■ ASSIGNED TASK
Retype exactly, and only, the lines from the one that contains "Task: annotate every instance of the green tree" through the final line of the entries.

===== RECORDS SHOWN

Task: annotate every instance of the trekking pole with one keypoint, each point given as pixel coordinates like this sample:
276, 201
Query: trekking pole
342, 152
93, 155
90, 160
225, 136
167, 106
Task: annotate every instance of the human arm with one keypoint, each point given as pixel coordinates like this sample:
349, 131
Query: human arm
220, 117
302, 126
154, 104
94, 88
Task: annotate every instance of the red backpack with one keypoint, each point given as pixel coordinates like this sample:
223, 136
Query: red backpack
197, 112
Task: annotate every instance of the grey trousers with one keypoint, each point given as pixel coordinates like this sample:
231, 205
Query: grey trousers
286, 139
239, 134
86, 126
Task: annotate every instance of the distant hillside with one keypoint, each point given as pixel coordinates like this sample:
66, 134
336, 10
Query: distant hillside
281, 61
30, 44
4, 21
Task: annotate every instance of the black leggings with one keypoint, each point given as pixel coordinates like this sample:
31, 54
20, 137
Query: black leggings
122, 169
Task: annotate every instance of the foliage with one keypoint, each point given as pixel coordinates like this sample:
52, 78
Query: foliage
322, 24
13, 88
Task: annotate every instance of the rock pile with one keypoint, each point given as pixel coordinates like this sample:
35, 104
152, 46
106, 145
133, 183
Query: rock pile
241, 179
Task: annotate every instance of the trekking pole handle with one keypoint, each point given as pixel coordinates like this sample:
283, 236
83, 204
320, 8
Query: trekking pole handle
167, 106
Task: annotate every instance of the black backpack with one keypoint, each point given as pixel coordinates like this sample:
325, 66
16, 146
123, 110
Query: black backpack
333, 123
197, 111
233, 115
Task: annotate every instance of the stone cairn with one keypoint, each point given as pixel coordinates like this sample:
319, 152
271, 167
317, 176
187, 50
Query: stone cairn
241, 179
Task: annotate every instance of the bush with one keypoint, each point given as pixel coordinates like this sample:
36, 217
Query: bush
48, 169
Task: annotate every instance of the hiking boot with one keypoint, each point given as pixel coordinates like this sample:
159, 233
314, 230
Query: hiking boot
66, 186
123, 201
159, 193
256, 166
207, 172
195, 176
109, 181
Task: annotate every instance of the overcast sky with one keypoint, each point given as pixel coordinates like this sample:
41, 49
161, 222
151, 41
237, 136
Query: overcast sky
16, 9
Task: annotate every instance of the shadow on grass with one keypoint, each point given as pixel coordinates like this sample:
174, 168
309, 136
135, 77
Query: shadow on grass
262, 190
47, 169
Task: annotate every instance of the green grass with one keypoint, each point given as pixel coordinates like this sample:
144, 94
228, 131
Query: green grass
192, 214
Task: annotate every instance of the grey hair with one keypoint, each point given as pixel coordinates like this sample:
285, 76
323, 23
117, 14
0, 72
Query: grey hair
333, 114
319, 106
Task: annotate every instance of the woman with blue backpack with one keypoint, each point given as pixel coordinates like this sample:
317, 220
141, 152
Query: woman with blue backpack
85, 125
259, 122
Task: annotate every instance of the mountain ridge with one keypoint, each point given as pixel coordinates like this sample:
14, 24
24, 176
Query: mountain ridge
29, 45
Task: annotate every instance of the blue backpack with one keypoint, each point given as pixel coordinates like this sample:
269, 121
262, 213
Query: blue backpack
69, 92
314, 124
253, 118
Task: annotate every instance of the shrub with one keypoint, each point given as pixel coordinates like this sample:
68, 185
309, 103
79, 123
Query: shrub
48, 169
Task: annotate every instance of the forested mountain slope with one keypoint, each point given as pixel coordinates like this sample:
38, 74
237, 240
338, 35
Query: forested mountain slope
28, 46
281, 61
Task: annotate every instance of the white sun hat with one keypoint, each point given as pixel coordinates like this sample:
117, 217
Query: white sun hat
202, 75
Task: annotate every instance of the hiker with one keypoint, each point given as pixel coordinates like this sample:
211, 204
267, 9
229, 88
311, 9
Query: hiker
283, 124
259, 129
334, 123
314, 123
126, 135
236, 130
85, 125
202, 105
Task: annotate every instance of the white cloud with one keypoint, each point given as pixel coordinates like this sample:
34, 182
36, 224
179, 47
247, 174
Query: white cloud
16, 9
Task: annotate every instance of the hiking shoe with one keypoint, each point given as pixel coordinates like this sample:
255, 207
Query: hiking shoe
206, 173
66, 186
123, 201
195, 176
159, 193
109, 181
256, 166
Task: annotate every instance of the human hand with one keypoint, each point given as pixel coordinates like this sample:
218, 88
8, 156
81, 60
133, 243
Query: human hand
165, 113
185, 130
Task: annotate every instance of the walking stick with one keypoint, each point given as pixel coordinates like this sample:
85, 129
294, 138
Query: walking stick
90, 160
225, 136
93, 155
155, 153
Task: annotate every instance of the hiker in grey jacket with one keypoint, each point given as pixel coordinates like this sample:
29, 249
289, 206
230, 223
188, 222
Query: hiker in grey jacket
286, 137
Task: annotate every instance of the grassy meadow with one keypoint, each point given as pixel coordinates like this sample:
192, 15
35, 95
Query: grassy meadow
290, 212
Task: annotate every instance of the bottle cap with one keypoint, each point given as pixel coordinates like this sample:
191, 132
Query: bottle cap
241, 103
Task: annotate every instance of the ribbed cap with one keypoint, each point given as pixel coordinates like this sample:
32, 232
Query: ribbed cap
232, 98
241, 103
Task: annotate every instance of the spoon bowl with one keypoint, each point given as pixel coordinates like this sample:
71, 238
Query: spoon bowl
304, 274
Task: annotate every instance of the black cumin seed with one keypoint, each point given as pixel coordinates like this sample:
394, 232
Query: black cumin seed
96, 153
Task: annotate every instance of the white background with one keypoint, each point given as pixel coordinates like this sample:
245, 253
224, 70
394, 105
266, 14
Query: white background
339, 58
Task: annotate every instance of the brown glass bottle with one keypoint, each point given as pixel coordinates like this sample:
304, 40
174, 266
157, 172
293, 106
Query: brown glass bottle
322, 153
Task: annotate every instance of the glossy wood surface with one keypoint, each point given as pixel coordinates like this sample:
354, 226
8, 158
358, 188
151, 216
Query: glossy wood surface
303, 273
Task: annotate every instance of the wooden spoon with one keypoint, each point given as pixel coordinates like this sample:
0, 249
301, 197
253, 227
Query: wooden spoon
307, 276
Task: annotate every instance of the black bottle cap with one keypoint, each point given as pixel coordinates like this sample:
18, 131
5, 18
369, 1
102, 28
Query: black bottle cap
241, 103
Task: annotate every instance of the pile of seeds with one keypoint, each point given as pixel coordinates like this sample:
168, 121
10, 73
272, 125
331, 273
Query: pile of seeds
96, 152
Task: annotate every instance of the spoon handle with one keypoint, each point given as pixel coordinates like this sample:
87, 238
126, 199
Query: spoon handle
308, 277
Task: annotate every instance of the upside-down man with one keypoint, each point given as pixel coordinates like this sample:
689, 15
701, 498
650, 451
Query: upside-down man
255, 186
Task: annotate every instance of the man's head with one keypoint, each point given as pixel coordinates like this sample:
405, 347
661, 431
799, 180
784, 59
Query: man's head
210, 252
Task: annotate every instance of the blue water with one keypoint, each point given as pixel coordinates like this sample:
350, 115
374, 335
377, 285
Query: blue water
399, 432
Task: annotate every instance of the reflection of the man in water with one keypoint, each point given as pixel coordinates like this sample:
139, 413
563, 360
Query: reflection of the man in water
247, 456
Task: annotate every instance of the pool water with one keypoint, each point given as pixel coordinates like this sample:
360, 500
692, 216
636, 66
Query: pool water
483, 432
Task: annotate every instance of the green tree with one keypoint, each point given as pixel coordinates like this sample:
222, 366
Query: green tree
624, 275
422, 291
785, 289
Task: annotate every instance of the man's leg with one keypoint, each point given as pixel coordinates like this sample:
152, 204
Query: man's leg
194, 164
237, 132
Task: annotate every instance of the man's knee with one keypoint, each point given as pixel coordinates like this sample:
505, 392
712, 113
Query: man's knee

==========

■ ANSWER BOX
Task: annotate every instance of the green tree with one keypoint, each point given as pixel coordinates like this sample:
222, 366
Query: green tree
624, 275
422, 291
785, 289
Task: annotate every instance of the man's leg with one keypoint, each point given as pixel coordinates like this sample:
152, 204
Query: man's leg
194, 164
237, 132
Task: annotate every instance of the man's knee with one keypoint, each point given as pixel coordinates like this sample:
505, 392
712, 113
Query: man's knee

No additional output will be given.